(DOCUMENT SECTION Opens)

Oguaa chiefs, GES set up endowment fund …GH¢60,000 already spent on students sponsorship
From David Allan Paintsil, Cape Coast
After years of struggling to establish an education endowment fund to assist brilliant but needy students, the Cape Coast Metropolitan Assembly, together with Metro Education Office, Oguaa Traditional Council and Office of the Member of Parliament as well as key actors in education have finally set up the Cape Coast Education Endowment Fund, which is expected to be launched on 13 October, 2012, at Centre for National Culture.
Speaking at a special press briefing on Saturday, Chairperson of the Fund, Mrs. Georgina Kwesi, who is also the Director of Science Education at Ghana Education Service, said the idea of setting up an education endowment fund was mooted in 2005/2006 academic year, in which Oguaaman Union received a tall list of pupils seeking assistance to continue their education at various second cycle schools.
She went on to say that Oguaaman Union did its part but could not met the high demand, adding that in 2009 when Mr. Ebo Barton Odro was elected, the Union called him and the Cape Coast Mayor, Anthony Egyir Aikins to a meeting in Accra and asked their plans for Cape Coast.
Mrs. Kwesi said the two assured the Union that their passion to improve upon education standards in the area, adding that through their collaboration with other stakeholders in education, the setting up of non-partisan education fund has become a reality after several attempts.
She disclosed that since the fund became operational in 2009, with support from the Member of Parliament’s Common Fund and from other individuals, 502 students have benefitted from it with a total amount of Gh¢60,000.00 spent on sponsorship package.
She added that the main aim of the fund was to address the problem of mediocrity among school children and also provide assistance to people in lower income bracket, especially those in fishing and farming communities to educate their children.
According her, the education fund is also expected to give opportunity to more indigenes to gain admission to the model schools in the former colonial capital, so as to brighten the future generations.
Again, she said part of the fund would be used to rehabilitate some old public schools in the metropolis.
She, therefore, made a passionate appeal to individuals, corporate bodies, organisations and philanthropists to contribute in cash or in kind to help sustain the fund because education is the key to development and poverty alleviation.
Mrs. Kwesi, who is a former science tutor at Adisadel College, announced that an Education Fair would be held at Adisadel College Park by all second cycle schools in the Metropolis to showcase their potentials to parents, pupils and other stakeholders and to create public awareness in courses offered by each school, so that pupils could make an informed choice in their selection of Senior High School.
This, she said, was been done in collaboration with the Ghana Education Service (GES) and it would held on 31 October 2012.
In his short contribution to the press briefing MP for Cape Coast, Barton Odro revealed that part of the fund would be invested into income generation activities in order to make it very vibrant all time.
On the Education Fair, he said it was a laudable idea because it would expose the children to various courses offered in various schools and also erase the fear among the indigenes about selection of top schools as their first choice.
The Executive Secretary of the Fund, Mr. Suleiman Moda explained that the fund would only take care of residents in the Metropolis and commended the non-partisan nature of setting up the fund.
He also praised Ebo Barton Odro for mobilising key actors in education in the area to improve education standards in Cape Coast which is cradle of Ghana’s formal education.

(DOCUMENT SECTION Closes)
(INFORMATION GIVEN Opens)

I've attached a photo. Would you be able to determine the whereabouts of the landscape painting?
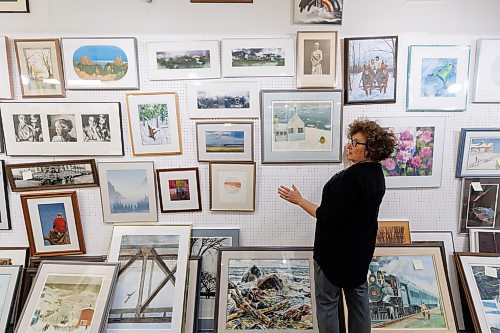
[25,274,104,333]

(INFORMATION GIVEN Closes)
(INFORMATION GIVEN Opens)

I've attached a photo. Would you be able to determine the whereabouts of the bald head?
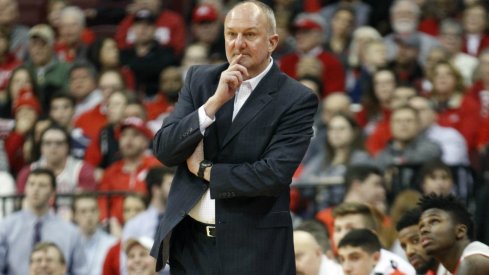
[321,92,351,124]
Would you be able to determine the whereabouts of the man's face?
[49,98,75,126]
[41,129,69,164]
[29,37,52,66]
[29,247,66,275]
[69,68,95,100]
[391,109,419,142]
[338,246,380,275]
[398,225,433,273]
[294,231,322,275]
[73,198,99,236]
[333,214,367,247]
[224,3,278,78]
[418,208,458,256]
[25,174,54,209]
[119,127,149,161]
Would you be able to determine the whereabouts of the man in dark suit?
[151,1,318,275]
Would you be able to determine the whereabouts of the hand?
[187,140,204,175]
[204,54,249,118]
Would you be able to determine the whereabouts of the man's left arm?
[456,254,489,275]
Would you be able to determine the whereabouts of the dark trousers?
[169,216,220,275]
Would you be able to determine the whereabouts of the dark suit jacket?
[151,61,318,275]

(INFORMATION GIVEN Closes)
(INFORMATION GIVEN Opens)

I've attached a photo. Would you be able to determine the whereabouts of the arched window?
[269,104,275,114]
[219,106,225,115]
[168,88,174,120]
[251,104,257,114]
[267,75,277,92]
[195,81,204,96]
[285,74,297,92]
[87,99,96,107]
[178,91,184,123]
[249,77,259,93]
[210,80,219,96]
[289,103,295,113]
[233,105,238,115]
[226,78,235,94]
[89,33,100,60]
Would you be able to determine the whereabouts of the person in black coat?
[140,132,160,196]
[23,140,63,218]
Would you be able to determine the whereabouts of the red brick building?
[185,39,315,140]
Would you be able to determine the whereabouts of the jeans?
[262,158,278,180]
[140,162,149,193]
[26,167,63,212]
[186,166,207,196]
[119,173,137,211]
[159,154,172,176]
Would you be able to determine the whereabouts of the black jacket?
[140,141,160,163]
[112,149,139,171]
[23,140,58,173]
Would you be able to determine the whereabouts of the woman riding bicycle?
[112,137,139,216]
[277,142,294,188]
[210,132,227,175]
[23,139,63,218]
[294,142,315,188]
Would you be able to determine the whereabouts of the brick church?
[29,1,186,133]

(INFORMATION GIVEN Closes)

--- WHAT NEEDS TO BE DONE ---
According to the article on the Cape Coast Education Endowment Fund, how many students have benefitted from the fund since it became operational in 2009?

--- EXERCISE OUTPUT ---
502 students.